(Entries for bounding-box labeling)
** START **
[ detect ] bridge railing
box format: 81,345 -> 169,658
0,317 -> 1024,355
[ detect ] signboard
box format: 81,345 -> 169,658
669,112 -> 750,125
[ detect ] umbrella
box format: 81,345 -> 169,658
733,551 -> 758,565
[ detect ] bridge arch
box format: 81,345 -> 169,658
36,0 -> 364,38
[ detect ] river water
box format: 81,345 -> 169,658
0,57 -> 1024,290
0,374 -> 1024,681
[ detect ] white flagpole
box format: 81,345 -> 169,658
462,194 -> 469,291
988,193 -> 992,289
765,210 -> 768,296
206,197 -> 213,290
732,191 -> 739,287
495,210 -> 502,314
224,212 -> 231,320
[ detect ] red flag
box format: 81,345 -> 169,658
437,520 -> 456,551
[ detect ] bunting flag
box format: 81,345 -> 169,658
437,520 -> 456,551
** END **
* _SET TASK_: Reproduce all of the data above verbatim, line for line, without changing anything.

* _FINAL ANSWER_:
[ detect ] bridge railing
box format: 81,345 -> 169,658
0,317 -> 1024,355
[ detect ] signboard
box format: 81,345 -> 169,658
669,112 -> 750,125
[ detect ] umbrella
box format: 81,345 -> 169,658
733,551 -> 758,565
[ detect ] bridge arch
box format: 81,345 -> 169,658
36,0 -> 364,38
[ detect ] river water
box format: 81,345 -> 169,658
0,57 -> 1024,290
0,374 -> 1024,681
[ detect ] white flagpole
box format: 81,345 -> 169,658
462,194 -> 469,291
988,193 -> 992,289
765,210 -> 768,296
206,197 -> 213,290
732,191 -> 739,287
495,210 -> 502,314
224,212 -> 231,320
[ detect ] red flag
box format: 81,345 -> 169,658
437,520 -> 456,551
[ detect ] bunting flag
box format: 81,345 -> 169,658
437,520 -> 456,551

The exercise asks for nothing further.